**DOCUMENT EXTRACT:**
****************************************
CONCLUSIONS AND RELEVANCE

Increasing PM2.5 exposure was associated with an increased ED visit risk for both preterm and full-term infants during the first year of life, which may have implications for interventions aimed at minimizing air pollution.

Atmospheric particulate matter impairs cognition by modulating synaptic function via the nose-to-brain route

Atmospheric particulate matter (PM), a ubiquitous air pollutant, is the leading environmental risk factor for mortality worldwide. Experimental and epidemiological studies consistently suggest a strong link between long-term exposure to PM_2.5 (<2.5 μm, fine PM) and cognitive impairment. The neuroinflammatory response is presumed to be one of the main mechanisms of PM_2.5-induced cognitive impairment, possibly leading to synaptic dysfunction. However, the main route and mechanism underlying the cause of cognitive dysfunction and pathogenic alterations in PM_2.5-exposure mice remain poorly understood. Therefore, this study aimed to investigate the main route and mechanism of PM_2.5-induced cognitive impairment. Our results showed that PM_2.5 directly entered the brain following nasal administration, and both the short-term PM_2.5 administration via atomization and nasal drops induced learning and memory impairments and neuronal damage in adult mice. Moreover, astrocytes and microglia were both activated in the two short-term PM_2.5 exposure models, while few changes in the inflammatory response were observed in the peripheral circulatory system. Furthermore, a further transcriptional analysis revealed that short-term PM_2.5 administration led to cognitive impairment mainly by modulating synaptic functions and that although glia were activated, the glia-related pathological pathways were not significantly activated. Notably, following PM_2.5 exposure, PLX3397-induced microglial deletion did not restore the cognitive function of the mice. In conclusion, our results provide evidence that PM_2.5 enters the brain via the nose-to-brain route to impair cognitive function, and short-term exposure to PM_2.5 directly alters synaptic function rather than the neuroinflammatory response to affect cognition.

Higher Particulate Matter Deposition in Alveolar Region Could Accelerate Body Fat Accumulation in Obstructive Sleep Apnea

We conducted a cross-sectional study to investigate associations of particulate matter (PM) of less than 2.5 μm in aerodynamic diameter (PM_2.5) and PM deposition with nocturnal changes in body composition in obstructive sleep apnea (OSA) patients. A bioelectric impedance analysis was used to measure the pre- and postsleep body composition of 185 OSA patients. Annual exposure to PM_2.5 was estimated by the hybrid kriging/land-use regression model. A multiple-path particle dosimetry model was employed to estimate PM deposition in lung regions. We observed that an increase in the interquartile range (IQR) (1 μg/m³) of PM_2.5 was associated with a 20.1% increase in right arm fat percentage and a 0.012 kg increase in right arm fat mass in OSA (p < 0.05). We observed that a 1 μg/m³ increase in PM deposition in lung regions (i.e., total lung region, head and nasal region, tracheobronchial region, and alveolar region) was associated with increases in changes of fat percentage and fat mass of the right arm (β coefficient) (p < 0.05). The β coefficients decreased as follows: alveolar region > head and nasal region > tracheobronchial region > total lung region (p < 0.05). Our findings demonstrated that an increase in PM deposition in lung regions, especially in the alveolar region, could be associated with nocturnal changes in the fat percentage and fat mass of the right arm. PM deposition in the alveolar region could accelerate the body fat accumulation in OSA.
****************************************
(Stored data entries)

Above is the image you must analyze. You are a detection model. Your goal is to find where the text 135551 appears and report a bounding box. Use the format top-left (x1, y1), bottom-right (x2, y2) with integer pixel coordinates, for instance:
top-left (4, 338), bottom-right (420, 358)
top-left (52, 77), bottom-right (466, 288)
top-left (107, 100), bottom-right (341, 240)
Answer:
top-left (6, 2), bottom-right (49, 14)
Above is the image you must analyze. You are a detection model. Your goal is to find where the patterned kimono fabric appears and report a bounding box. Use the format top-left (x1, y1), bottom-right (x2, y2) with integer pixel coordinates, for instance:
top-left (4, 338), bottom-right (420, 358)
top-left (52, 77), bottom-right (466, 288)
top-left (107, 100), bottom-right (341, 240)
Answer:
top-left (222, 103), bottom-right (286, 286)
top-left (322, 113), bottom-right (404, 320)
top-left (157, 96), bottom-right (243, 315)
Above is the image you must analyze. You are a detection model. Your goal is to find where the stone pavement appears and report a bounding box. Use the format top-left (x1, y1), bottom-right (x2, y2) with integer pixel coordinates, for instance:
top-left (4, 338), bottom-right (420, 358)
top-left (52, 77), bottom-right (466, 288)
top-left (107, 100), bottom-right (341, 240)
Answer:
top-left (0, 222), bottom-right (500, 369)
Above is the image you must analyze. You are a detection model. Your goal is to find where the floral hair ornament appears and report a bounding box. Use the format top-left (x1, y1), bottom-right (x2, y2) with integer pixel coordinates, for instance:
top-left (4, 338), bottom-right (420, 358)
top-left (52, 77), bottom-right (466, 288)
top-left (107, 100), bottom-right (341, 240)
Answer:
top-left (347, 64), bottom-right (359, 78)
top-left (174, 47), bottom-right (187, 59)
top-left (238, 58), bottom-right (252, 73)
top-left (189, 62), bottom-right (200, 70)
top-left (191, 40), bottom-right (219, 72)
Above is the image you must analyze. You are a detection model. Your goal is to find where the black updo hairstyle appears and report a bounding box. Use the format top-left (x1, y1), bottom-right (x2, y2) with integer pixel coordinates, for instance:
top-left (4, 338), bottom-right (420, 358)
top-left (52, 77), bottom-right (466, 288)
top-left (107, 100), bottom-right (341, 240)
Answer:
****************************************
In the air-pollution extract, what was used to induce microglial deletion in the mice exposed to PM2.5? These items are independent material with no connection to the air-pollution extract.

**RESULT FOR THIS EXERCISE:**
PLX3397